TESTO.
________
L’argomento del Design come motivo per credere in un Dio, è stato quindi demolito. Ci sono altre spiegazioni? Alcune persone credono in Dio a causa di una sorta di “rivelazione interiore”. Tali rivelazioni non sono sempre edificanti, ma sembrano senza dubbio reali alla persona interessata. Molti pazienti internati in strutture per la cura di malattie mentali hanno un’incrollabile fede interiore che gli fa credere di essere Napoleone o, addirittura, Dio stesso. Non esiste alcun modo per convincere tali soggetti che le loro rivelazioni interiori possono essere erronee, ma questa non è una buona ragione perchè il resto di noi ci creda. Infatti, dal momento che tali credenze sono contraddittorie, non tutti possiamo crederci.
________
RIGHE ESTRATTE.

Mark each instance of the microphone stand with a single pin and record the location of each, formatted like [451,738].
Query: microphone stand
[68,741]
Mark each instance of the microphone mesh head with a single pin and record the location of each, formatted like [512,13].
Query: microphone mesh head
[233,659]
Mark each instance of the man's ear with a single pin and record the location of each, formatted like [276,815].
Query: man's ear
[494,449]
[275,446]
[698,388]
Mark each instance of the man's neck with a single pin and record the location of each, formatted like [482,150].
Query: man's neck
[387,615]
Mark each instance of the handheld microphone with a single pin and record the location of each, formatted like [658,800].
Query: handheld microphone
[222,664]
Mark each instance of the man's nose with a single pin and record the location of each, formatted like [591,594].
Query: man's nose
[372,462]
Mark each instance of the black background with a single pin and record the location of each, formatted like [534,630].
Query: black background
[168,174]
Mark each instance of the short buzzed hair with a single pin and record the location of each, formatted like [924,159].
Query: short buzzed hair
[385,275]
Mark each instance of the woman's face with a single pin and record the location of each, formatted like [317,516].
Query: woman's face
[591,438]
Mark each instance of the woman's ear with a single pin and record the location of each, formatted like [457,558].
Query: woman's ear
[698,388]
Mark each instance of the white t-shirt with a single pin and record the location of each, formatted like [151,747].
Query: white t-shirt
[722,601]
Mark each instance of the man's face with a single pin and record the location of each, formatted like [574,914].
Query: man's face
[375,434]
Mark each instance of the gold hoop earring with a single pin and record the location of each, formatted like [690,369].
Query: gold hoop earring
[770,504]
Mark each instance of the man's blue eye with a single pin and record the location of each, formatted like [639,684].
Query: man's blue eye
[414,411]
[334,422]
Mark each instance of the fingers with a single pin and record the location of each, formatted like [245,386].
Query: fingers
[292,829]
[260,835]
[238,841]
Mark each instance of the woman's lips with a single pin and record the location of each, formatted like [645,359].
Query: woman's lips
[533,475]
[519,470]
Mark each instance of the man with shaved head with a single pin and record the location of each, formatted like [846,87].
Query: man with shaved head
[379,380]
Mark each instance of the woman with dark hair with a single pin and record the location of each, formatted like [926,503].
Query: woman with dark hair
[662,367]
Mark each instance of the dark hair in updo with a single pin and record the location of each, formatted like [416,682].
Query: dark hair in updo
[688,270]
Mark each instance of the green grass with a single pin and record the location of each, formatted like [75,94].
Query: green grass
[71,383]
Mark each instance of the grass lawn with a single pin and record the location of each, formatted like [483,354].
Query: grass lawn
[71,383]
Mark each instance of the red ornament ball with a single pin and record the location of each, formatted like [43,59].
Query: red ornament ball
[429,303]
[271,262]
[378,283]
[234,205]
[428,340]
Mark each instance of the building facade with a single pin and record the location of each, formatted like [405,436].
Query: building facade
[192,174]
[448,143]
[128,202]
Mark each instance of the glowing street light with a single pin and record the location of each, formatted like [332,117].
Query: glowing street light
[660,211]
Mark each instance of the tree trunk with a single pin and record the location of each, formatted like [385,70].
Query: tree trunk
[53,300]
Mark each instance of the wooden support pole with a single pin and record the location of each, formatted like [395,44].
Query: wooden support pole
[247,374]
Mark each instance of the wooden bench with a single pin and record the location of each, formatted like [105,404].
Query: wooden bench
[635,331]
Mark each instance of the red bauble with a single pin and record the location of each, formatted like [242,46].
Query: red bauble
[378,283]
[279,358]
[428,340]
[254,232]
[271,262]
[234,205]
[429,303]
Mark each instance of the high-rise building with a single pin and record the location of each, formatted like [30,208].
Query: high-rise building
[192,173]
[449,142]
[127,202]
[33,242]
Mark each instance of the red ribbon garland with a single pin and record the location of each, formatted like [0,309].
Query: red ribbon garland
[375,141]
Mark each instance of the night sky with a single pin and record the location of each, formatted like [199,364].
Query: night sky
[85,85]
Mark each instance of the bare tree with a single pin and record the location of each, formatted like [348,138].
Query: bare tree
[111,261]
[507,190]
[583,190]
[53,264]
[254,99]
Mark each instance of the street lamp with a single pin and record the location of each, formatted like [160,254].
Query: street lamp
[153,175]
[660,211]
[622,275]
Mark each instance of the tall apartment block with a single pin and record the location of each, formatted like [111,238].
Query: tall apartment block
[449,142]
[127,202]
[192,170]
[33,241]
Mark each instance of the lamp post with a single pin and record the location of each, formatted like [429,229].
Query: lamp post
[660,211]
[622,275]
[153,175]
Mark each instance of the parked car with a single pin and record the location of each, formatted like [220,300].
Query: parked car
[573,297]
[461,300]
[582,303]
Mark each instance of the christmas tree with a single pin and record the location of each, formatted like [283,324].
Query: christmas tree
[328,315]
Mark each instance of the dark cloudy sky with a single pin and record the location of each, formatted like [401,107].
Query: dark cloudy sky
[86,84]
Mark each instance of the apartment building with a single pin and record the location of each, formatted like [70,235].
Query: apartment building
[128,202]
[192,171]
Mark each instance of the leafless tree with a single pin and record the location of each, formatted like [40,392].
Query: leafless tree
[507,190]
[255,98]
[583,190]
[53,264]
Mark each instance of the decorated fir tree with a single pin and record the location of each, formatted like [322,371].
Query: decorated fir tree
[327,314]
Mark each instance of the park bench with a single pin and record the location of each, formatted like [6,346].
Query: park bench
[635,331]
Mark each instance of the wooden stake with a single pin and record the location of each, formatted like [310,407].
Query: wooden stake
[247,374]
________
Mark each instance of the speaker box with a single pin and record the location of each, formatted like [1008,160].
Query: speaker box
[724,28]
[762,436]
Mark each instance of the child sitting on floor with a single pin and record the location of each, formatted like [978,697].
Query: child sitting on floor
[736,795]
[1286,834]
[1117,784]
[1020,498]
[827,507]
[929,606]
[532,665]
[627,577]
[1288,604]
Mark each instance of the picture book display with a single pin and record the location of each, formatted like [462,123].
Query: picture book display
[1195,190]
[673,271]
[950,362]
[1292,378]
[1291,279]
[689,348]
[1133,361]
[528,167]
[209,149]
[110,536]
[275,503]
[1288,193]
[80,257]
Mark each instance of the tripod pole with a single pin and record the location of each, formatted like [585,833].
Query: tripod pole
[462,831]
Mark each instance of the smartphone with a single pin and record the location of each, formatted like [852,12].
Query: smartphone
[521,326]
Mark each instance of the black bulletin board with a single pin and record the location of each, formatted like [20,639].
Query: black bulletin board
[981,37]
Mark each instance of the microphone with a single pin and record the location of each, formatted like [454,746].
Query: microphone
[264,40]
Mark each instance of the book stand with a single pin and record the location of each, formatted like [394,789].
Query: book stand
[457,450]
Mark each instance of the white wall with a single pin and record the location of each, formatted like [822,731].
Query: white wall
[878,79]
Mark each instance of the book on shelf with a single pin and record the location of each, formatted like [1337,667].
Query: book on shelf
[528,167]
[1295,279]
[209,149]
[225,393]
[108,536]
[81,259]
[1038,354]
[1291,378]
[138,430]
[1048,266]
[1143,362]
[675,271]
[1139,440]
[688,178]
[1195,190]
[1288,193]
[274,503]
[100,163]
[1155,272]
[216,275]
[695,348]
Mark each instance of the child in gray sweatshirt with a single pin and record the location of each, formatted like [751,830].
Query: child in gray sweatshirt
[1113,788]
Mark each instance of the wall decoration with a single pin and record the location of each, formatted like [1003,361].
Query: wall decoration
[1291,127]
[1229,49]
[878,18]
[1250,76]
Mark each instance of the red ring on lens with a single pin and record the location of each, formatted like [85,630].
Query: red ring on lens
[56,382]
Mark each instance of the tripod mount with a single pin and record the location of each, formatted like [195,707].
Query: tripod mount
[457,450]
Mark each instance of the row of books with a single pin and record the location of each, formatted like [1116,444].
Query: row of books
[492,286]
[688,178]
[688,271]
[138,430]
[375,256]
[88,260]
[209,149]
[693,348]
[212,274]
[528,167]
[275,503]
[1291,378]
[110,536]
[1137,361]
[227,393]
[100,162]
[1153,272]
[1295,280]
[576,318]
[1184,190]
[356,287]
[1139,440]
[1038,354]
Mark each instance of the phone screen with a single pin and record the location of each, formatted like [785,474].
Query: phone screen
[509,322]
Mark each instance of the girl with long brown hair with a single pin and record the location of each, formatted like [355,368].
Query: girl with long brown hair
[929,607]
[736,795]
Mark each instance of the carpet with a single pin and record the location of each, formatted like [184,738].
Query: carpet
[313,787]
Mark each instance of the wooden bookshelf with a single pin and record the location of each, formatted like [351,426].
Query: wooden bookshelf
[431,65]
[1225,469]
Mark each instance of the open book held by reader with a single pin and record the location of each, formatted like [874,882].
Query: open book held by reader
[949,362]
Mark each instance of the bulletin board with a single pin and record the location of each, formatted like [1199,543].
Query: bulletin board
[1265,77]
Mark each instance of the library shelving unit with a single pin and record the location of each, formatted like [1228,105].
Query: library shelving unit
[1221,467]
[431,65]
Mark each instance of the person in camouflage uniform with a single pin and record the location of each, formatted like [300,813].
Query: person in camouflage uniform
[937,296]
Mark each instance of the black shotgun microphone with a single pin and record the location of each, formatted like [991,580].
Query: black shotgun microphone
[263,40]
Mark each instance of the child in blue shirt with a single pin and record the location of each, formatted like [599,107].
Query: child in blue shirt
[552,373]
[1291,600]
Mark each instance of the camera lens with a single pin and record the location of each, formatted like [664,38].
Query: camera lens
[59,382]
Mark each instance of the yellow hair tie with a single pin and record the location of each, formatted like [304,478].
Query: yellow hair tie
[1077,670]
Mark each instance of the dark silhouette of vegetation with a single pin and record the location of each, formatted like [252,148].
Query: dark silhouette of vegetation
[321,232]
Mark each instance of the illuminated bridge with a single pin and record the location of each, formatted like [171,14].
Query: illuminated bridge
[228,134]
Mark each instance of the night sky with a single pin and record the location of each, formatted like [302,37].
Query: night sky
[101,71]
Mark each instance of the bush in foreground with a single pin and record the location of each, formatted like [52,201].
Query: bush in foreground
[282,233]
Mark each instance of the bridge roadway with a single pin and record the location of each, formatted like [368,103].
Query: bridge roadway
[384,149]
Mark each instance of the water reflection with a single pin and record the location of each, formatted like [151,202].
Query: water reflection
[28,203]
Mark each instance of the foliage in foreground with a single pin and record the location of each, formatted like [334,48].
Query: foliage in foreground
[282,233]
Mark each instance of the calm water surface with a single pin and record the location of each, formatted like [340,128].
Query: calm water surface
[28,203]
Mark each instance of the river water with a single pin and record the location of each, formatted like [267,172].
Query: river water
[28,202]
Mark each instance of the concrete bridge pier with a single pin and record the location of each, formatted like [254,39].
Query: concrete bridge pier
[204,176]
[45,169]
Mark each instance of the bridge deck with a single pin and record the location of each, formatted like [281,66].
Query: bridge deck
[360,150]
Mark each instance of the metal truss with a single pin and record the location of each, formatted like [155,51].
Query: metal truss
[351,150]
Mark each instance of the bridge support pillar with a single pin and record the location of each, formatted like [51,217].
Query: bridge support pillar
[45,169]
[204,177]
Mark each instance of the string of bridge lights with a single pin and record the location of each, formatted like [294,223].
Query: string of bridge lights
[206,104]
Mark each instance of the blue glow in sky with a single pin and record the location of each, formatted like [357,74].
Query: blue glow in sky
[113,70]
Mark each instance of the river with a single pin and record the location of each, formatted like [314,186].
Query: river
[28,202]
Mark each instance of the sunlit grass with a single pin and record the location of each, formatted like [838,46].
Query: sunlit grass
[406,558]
________
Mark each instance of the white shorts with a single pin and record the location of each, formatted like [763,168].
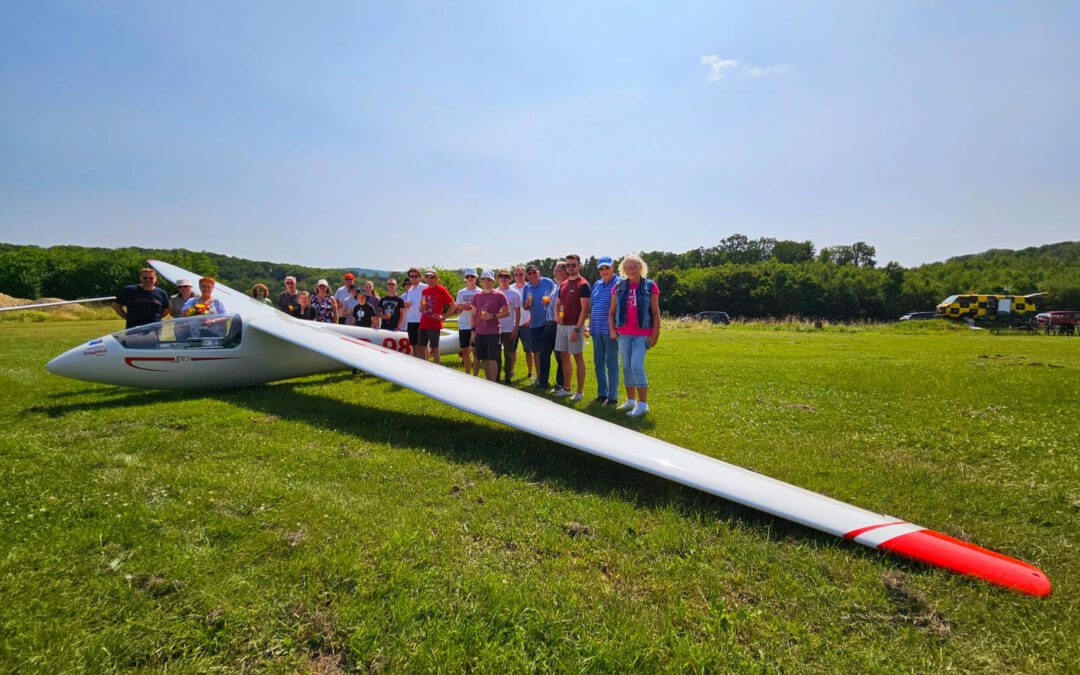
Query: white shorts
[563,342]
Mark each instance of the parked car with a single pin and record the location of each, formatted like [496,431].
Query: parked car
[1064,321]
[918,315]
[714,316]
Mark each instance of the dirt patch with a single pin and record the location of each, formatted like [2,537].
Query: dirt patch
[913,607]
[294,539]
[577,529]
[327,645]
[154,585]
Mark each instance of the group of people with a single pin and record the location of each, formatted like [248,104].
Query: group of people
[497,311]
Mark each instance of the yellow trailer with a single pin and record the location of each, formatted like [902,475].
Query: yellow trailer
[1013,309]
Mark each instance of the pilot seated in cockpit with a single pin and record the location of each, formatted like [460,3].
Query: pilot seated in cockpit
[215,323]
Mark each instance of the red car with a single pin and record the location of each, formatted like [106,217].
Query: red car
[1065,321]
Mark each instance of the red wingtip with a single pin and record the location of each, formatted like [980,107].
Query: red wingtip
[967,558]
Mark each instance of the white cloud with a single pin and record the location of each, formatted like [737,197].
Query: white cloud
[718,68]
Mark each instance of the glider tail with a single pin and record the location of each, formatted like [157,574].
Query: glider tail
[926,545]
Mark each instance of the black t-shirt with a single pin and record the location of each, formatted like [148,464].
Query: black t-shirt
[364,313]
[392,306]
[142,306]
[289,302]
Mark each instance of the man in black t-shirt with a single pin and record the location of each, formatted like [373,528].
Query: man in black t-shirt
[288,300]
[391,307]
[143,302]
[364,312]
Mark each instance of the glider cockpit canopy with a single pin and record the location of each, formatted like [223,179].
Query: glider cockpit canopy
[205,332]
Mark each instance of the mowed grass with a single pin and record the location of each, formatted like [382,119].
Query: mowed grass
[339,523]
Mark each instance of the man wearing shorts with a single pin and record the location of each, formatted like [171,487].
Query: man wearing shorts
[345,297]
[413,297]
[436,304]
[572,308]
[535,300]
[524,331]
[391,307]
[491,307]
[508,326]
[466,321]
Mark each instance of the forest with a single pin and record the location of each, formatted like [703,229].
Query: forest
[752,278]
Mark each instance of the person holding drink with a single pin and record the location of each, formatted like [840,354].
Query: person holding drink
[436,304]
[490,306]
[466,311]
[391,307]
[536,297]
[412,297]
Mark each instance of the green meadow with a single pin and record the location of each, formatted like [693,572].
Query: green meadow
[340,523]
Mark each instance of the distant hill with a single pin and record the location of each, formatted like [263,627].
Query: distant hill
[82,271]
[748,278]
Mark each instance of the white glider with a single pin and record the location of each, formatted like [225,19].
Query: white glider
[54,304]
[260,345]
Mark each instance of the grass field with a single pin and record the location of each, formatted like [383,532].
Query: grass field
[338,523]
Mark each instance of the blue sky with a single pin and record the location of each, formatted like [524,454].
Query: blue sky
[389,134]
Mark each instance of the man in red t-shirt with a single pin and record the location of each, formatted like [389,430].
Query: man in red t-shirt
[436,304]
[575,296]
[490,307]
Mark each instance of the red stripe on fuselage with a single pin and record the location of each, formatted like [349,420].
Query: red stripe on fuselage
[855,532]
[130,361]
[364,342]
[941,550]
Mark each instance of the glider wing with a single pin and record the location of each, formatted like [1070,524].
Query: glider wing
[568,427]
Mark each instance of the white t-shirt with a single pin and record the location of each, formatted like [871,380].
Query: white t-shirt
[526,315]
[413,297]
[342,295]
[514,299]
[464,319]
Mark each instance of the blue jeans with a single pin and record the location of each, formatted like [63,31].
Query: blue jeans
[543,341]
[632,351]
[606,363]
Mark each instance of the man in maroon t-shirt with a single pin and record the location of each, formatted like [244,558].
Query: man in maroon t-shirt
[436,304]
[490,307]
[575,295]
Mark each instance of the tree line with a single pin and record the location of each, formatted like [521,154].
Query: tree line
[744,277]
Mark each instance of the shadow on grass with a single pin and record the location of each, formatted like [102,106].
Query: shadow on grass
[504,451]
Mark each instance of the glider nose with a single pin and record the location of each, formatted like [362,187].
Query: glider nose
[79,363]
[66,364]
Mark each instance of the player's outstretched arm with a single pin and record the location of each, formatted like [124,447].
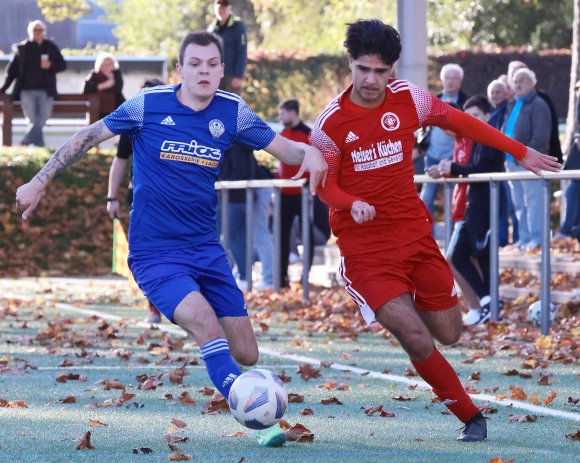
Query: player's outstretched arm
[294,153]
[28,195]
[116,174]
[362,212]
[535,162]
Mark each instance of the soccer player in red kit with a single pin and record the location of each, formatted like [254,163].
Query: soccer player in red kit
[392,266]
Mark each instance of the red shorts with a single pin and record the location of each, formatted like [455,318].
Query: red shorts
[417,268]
________
CONSEGNA. Riporti il passo del brano sulla fede in Dio che comincia con le parole "L’argomento del Design" e si conclude dopo "tutti possiamo crederci.", sostituendo "Napoleone" con "Giulio Cesare".

RISPOSTA.
L’argomento del Design come motivo per credere in un Dio, è stato quindi demolito. Ci sono altre spiegazioni? Alcune persone credono in Dio a causa di una sorta di “rivelazione interiore”. Tali rivelazioni non sono sempre edificanti, ma sembrano senza dubbio reali alla persona interessata. Molti pazienti internati in strutture per la cura di malattie mentali hanno un’incrollabile fede interiore che gli fa credere di essere Giulio Cesare o, addirittura, Dio stesso. Non esiste alcun modo per convincere tali soggetti che le loro rivelazioni interiori possono essere erronee, ma questa non è una buona ragione perchè il resto di noi ci creda. Infatti, dal momento che tali credenze sono contraddittorie, non tutti possiamo crederci.